_Tasks to carry out_
- A) Rewrite the paragraph beginning "Mild symptoms of headache" from the HRT passage as a short bulleted list that keeps its main facts.
- B) Summarize the HRT passage in two sentences.

_Document passage_
Estrogen alone can lead to increase in the thickness of lining of womb and endometrial cancer. Progestogen for 10-14 days of the cycle reduces this risk. Daily progestogen (no bleed preparations) eliminates this risk.

Type 2 diabetes

HRT does not increase your risk of developing type 2 diabetes.

If you already have type 2 diabetes, HRT is unlikely to have a negative effect on your blood sugar control. When deciding if HRT is suitable for you, your GP will take into account any health problems related to diabetes and may ask a specialist for advice before offering your HRT.

Balancing the risks and benefits of HRT

The benefits of HRT outweigh the risks in most women. However, it is essential that individual factors, such as medical conditions, body weight, smoking, are all taken into consideration to provide women with individualised benefit risk profile. There is no arbitrary limit on the duration of use of HRT and the decision should be based on individual basis.

Side effects

The majority of women who take HRT do not have troublesome side effects but for those who do, adjustments can be made, and many different treatment options are available.

Mild symptoms of headache, nausea, bloatedness, breast tenderness and mood changes can occur with use of HRT. These symptoms usually settle down gradually in about 3 months. If symptoms persist, different preparation or change of the dose should be considered.

Irregular bleeding may occur during the first few months of treatment. This is quite common and usually settles. If not, HRT can be changed to help the problem.

When should I seek advice after starting HRT?

Recorded data:
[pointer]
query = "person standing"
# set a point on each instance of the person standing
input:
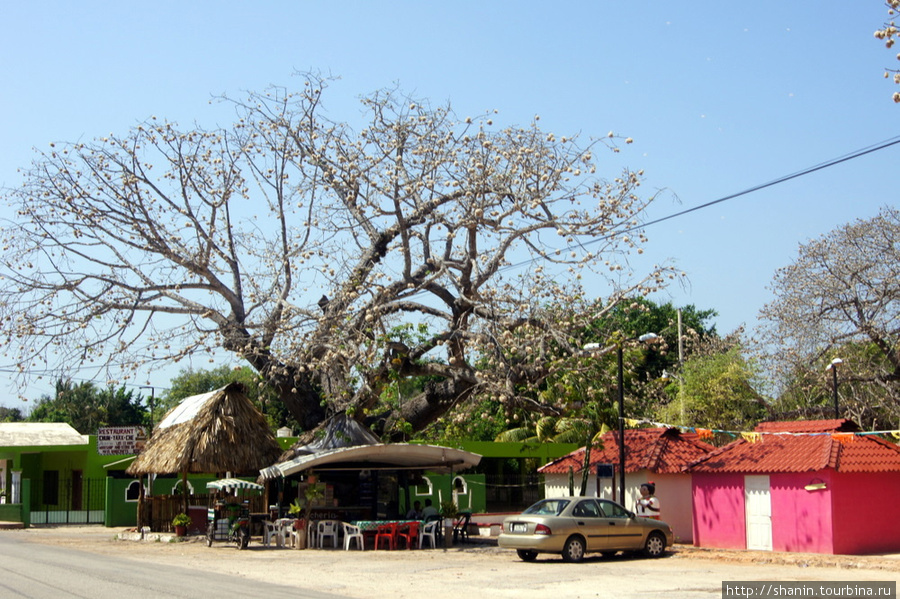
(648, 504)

...

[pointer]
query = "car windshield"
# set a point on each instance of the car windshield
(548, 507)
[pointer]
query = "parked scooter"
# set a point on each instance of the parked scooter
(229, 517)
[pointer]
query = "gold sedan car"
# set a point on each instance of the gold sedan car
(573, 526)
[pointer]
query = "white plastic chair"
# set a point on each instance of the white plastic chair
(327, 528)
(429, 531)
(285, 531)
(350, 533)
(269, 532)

_Outputs for the tasks_
- A)
- HRT can cause mild headache, nausea, bloatedness, breast tenderness and mood changes.
- These symptoms usually settle gradually in about 3 months.
- If they persist, a different preparation or a change of dose should be considered.

- B) HRT does not increase the risk of type 2 diabetes, and for most women its benefits outweigh its risks, though individual factors such as medical conditions, body weight and smoking must be taken into account. Most women have no troublesome side effects, and mild symptoms or irregular bleeding usually settle in the first few months, with the treatment changed if they do not.